• **DO THIS**
How many lines in the rows below contain the string "grass", with case counting? Reply with the number only.

Source data
▶

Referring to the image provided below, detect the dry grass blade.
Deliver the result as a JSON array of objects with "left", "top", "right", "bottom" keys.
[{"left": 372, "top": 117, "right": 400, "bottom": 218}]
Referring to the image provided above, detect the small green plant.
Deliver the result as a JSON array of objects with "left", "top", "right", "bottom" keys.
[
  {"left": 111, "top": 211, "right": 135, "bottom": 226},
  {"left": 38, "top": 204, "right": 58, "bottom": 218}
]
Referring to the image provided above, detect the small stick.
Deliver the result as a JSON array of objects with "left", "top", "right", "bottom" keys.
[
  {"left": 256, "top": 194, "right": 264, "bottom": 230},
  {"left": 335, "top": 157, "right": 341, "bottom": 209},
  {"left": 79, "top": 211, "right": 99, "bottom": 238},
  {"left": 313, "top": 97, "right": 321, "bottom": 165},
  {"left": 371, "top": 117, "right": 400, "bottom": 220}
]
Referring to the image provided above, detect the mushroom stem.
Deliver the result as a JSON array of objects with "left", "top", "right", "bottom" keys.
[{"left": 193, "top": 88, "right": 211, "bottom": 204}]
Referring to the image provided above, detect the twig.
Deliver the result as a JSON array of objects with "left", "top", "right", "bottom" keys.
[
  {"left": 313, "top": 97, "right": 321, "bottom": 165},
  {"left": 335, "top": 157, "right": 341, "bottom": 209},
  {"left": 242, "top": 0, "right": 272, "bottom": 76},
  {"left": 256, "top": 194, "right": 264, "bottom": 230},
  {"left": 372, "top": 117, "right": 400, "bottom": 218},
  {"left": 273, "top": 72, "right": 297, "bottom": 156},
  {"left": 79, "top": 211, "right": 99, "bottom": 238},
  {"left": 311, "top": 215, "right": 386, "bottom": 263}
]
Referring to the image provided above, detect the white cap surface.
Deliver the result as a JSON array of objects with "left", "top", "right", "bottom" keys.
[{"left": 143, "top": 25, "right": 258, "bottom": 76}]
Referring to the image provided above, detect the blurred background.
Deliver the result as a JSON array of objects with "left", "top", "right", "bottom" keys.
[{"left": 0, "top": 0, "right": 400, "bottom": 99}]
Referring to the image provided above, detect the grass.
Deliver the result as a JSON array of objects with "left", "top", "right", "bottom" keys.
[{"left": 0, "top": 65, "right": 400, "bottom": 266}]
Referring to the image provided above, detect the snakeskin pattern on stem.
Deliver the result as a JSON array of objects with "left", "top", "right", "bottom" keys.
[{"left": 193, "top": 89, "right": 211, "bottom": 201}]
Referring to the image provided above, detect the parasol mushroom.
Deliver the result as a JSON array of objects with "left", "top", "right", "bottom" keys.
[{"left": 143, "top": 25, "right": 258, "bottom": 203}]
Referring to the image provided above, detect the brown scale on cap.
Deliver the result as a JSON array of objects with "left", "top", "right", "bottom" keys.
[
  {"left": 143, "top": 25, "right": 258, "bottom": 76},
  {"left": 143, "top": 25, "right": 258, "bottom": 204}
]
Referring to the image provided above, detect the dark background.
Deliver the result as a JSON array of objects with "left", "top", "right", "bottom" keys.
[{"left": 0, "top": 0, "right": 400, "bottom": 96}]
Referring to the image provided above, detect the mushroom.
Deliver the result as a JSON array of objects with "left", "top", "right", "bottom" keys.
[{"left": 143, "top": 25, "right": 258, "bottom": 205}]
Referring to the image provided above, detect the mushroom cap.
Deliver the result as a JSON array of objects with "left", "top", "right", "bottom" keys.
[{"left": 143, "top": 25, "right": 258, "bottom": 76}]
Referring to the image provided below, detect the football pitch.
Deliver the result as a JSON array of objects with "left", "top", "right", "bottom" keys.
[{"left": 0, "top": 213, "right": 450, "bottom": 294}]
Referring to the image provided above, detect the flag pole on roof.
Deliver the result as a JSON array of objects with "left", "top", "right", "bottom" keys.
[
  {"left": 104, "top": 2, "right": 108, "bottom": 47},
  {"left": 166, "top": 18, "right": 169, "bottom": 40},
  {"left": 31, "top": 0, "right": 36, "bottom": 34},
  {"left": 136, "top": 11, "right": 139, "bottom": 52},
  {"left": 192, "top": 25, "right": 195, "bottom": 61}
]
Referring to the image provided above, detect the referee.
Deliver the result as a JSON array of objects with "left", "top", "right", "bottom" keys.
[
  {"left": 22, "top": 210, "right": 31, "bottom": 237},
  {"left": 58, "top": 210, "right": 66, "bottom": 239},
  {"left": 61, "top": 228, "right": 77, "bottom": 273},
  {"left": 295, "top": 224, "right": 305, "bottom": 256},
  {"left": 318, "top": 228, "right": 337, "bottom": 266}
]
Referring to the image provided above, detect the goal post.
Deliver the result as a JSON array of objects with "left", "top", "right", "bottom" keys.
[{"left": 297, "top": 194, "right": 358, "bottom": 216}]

◀

• **OUTPUT OF THE TASK**
2